Begin Provided records
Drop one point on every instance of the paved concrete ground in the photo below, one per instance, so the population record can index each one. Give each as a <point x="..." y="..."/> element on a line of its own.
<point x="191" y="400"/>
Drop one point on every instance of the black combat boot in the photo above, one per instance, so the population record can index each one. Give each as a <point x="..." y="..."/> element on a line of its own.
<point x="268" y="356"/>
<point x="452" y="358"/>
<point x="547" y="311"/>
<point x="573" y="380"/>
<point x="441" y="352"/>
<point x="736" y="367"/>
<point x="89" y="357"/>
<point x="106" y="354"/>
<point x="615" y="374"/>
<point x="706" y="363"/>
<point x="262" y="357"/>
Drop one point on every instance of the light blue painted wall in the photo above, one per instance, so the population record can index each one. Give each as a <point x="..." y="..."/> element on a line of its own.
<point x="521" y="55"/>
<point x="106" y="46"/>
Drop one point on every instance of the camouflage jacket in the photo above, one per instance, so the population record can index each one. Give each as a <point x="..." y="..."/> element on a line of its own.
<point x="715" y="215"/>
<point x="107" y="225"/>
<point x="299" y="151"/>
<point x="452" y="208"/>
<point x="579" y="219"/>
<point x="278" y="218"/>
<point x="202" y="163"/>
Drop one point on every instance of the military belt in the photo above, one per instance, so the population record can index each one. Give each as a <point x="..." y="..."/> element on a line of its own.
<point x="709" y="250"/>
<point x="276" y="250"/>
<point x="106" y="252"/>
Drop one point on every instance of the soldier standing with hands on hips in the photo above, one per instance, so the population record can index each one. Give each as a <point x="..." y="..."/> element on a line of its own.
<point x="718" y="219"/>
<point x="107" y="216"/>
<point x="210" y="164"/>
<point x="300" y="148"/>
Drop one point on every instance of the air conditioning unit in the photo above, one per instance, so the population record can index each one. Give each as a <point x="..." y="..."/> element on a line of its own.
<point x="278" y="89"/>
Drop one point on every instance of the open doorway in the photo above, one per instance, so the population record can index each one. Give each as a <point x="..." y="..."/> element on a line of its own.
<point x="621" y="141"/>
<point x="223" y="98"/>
End Provided records
_Instructions to follow_
Please put all the lines of the entries above into a single numbered list, leaving out any blank lines.

_Full solution_
1. Drop one point on every instance of the paved concrete ground in the photo below, one per instance, so the population record can index each one. Give each as a <point x="..." y="..."/> element on a line of its own.
2. <point x="191" y="400"/>
3. Drop one point on every instance of the black combat boot in the photo above, one per instance, so the population record can index each one. Give each as a <point x="..." y="..."/> element on a line of its own.
4. <point x="268" y="356"/>
5. <point x="452" y="358"/>
6. <point x="547" y="311"/>
7. <point x="573" y="380"/>
8. <point x="441" y="352"/>
9. <point x="736" y="367"/>
10. <point x="89" y="357"/>
11. <point x="106" y="354"/>
12. <point x="615" y="374"/>
13. <point x="706" y="363"/>
14. <point x="262" y="357"/>
15. Drop one point on every instance of the light blue painted wall in the photo above, one per instance, so the population record can index each one. Give each as a <point x="..." y="..."/> element on a line of its own.
16. <point x="521" y="55"/>
17. <point x="106" y="46"/>
18. Drop one point on every instance of the camouflage jacket in the photo above, one per instance, so the population record can index each one. Give each as a <point x="..." y="..."/> element on a line of its own.
19. <point x="715" y="215"/>
20. <point x="107" y="225"/>
21. <point x="299" y="151"/>
22. <point x="452" y="208"/>
23. <point x="579" y="219"/>
24. <point x="278" y="218"/>
25. <point x="202" y="163"/>
26. Drop one point on every instance of the military belt in the photo above, one per instance, so the population record can index each one. Give each as a <point x="..." y="..."/> element on a line of its own.
27. <point x="709" y="250"/>
28. <point x="276" y="250"/>
29. <point x="106" y="252"/>
30. Drop one point on every instance of the soldier standing with hands on hips in the photo above, one per instance, so the population record can index each one. Give each as a <point x="..." y="..."/> element on a line of its own.
31. <point x="718" y="219"/>
32. <point x="107" y="216"/>
33. <point x="210" y="164"/>
34. <point x="300" y="148"/>
35. Drop one point on every instance of the air conditioning unit in the photo above, one per instance, so the population record can index each one. Give each as a <point x="..." y="..."/> element on a line of its own.
36. <point x="278" y="89"/>
37. Drop one point on every instance of the open doorway in the photo above, one per instance, so the population record can index each one. Give each as a <point x="..." y="..."/> element on a line of its own.
38. <point x="621" y="141"/>
39. <point x="223" y="98"/>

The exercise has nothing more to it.